Problem →
Rewrite the items from the line containing "Objective — for every instance of the low" through the end of the items, replacing every "thickest part" with "widest part" and changing nothing else. Return only those lines.

Location annotation dataset excerpts:

──────────

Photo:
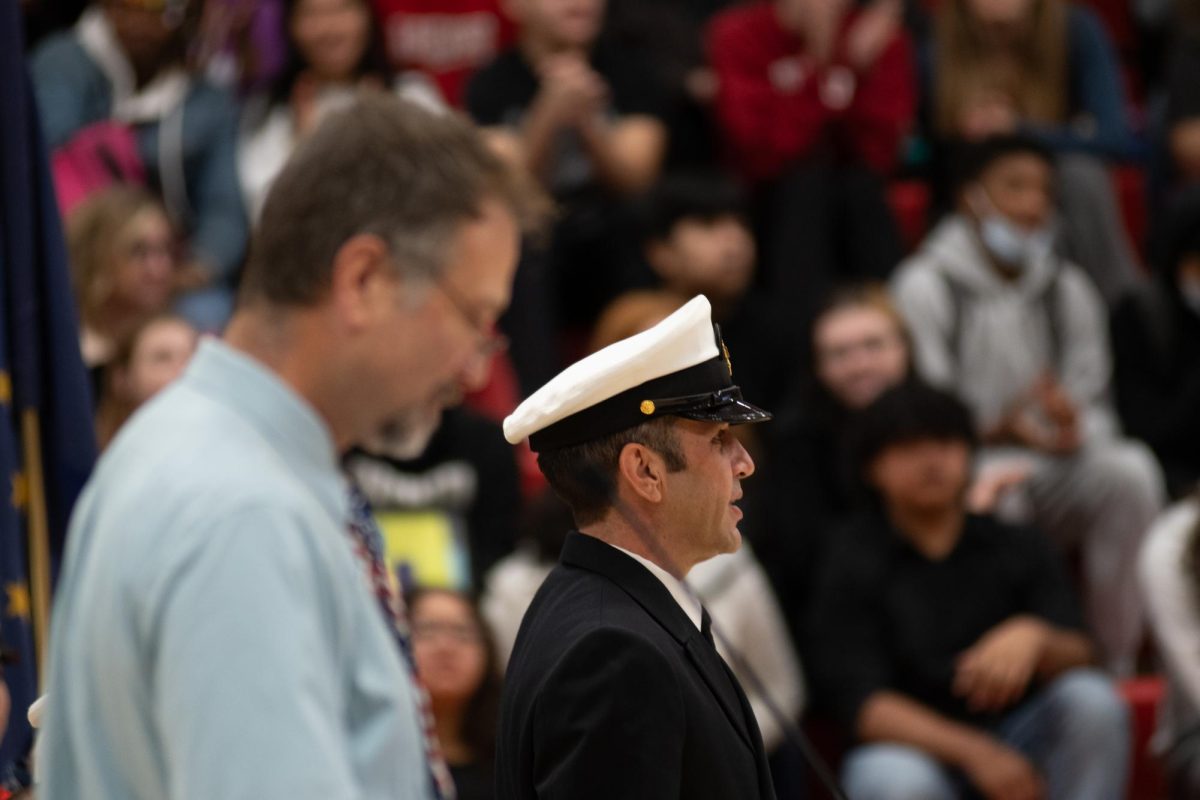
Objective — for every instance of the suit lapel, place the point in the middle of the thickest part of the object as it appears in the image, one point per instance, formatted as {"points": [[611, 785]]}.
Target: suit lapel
{"points": [[591, 553]]}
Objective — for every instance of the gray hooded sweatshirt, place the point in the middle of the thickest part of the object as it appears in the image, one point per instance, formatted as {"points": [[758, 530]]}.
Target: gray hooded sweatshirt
{"points": [[989, 338]]}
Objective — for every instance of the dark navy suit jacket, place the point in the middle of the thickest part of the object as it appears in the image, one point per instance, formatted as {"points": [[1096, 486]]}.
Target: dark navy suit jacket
{"points": [[612, 693]]}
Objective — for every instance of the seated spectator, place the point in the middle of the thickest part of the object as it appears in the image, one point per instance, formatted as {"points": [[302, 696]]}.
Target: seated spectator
{"points": [[150, 359], [455, 661], [1156, 342], [123, 65], [586, 119], [445, 41], [1170, 583], [814, 97], [123, 268], [1045, 68], [697, 239], [448, 506], [633, 313], [948, 645], [859, 349], [333, 49], [515, 579], [1183, 94], [1020, 335]]}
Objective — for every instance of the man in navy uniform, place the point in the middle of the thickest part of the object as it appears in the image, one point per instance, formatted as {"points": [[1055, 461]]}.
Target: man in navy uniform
{"points": [[615, 689]]}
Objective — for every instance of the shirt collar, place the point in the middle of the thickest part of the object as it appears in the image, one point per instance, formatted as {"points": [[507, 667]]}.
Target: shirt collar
{"points": [[288, 423], [131, 104], [687, 600]]}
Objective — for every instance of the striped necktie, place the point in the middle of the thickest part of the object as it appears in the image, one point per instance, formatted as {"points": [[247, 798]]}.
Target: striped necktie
{"points": [[367, 541]]}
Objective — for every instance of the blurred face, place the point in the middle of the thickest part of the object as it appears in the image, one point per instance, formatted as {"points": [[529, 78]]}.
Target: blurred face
{"points": [[797, 14], [565, 23], [711, 257], [859, 353], [145, 29], [1019, 187], [448, 647], [924, 475], [703, 494], [425, 358], [331, 35], [159, 356], [145, 263]]}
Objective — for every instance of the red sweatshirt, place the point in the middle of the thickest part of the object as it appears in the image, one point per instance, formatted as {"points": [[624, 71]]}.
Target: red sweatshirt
{"points": [[447, 40], [774, 103]]}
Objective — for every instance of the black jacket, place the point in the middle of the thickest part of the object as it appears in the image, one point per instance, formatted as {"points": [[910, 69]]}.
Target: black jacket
{"points": [[612, 692]]}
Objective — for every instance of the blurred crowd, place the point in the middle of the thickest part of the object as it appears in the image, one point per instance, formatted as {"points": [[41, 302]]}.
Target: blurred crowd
{"points": [[999, 199]]}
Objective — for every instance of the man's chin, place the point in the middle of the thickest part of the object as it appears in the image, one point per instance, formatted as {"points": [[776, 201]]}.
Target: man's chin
{"points": [[405, 439]]}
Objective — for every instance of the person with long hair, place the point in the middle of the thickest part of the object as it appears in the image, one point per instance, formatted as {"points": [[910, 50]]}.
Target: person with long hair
{"points": [[1169, 570], [145, 362], [124, 67], [456, 661], [123, 266], [1047, 68], [333, 49]]}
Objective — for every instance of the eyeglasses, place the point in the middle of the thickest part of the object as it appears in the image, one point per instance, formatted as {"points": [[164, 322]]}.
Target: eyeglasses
{"points": [[490, 341], [455, 632]]}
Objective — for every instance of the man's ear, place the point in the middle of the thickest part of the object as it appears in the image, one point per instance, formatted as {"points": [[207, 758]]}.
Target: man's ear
{"points": [[643, 470], [361, 280]]}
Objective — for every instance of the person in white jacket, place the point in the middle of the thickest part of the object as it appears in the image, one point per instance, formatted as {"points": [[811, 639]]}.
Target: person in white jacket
{"points": [[1169, 569], [1021, 335]]}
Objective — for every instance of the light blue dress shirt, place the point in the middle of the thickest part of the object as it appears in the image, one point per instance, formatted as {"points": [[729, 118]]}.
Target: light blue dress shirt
{"points": [[214, 637]]}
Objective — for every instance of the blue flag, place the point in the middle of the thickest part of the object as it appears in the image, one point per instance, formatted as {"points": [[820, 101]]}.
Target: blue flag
{"points": [[45, 395]]}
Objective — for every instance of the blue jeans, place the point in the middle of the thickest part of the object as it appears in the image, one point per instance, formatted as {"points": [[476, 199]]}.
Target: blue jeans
{"points": [[1075, 732]]}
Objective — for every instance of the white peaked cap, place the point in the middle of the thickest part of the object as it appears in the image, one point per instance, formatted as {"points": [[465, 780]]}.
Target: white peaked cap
{"points": [[683, 353]]}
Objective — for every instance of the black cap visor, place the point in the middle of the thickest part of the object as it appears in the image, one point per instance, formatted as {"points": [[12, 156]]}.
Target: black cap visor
{"points": [[721, 405]]}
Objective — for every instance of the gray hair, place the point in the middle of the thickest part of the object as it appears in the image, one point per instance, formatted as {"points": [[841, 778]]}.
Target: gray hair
{"points": [[382, 166]]}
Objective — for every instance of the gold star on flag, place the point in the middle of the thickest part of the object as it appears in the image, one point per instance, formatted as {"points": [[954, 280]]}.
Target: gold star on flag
{"points": [[18, 600], [19, 491]]}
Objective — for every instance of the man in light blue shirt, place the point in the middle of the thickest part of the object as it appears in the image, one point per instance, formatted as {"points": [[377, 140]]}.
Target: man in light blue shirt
{"points": [[214, 636]]}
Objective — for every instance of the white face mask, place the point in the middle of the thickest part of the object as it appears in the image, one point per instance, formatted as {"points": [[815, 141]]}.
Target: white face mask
{"points": [[1189, 290], [1009, 244]]}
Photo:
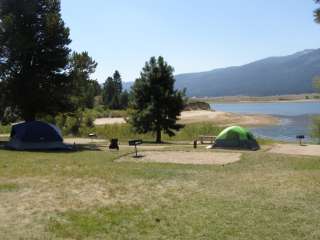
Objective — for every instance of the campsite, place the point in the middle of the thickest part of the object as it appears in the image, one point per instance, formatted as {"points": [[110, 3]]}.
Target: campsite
{"points": [[139, 120]]}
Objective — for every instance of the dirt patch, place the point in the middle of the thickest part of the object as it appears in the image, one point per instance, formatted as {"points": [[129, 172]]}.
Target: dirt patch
{"points": [[223, 118], [83, 140], [109, 121], [196, 158], [292, 149]]}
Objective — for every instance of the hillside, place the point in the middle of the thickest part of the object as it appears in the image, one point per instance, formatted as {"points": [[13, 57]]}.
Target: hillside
{"points": [[291, 74]]}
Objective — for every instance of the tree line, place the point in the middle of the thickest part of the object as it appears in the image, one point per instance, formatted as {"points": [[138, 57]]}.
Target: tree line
{"points": [[40, 75]]}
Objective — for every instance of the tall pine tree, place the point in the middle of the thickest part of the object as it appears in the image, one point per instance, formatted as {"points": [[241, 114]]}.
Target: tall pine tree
{"points": [[83, 88], [155, 102], [34, 55], [112, 92]]}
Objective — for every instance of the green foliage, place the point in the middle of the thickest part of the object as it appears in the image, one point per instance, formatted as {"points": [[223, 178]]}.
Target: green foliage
{"points": [[84, 90], [156, 104], [34, 56], [264, 196], [112, 94], [9, 116]]}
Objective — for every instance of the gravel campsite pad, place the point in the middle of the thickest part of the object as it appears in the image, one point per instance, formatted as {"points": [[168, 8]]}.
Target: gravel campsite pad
{"points": [[201, 158]]}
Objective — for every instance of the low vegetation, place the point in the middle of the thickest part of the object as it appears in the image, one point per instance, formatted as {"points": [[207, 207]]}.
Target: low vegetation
{"points": [[90, 196]]}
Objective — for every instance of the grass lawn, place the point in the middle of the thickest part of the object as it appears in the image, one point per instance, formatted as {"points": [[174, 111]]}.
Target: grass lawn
{"points": [[88, 195]]}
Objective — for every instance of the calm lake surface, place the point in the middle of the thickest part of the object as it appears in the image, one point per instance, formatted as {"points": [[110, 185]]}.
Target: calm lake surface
{"points": [[296, 117]]}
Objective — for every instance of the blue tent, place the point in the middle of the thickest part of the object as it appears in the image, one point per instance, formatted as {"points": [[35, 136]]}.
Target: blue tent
{"points": [[36, 135]]}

──────────

Expected answer →
Objective — for every instance of the low vegetation, place the point in the middle of the widest part of the object as it appears in the image, one point per instance, formatted as {"points": [[207, 207]]}.
Target: low vegetation
{"points": [[90, 196]]}
Objective — for every instance of the grass lawn, place the point in the middle of the widest part of the object as it appears in the image, one point per instance, formatted as {"points": [[174, 111]]}.
Target: grass lawn
{"points": [[88, 195]]}
Objective — for every instance of the calm lake surface, place the point in the middle of the widest part of the object as it appears in the image, one point per instance, formatted as {"points": [[110, 185]]}.
Target: calm lake surface
{"points": [[296, 117]]}
Objective — for every instance of the blue tent, place the point in the middle of the widest part of the object as it appears in the image, one point per instance, formatted as {"points": [[35, 136]]}.
Target: blue tent
{"points": [[36, 135]]}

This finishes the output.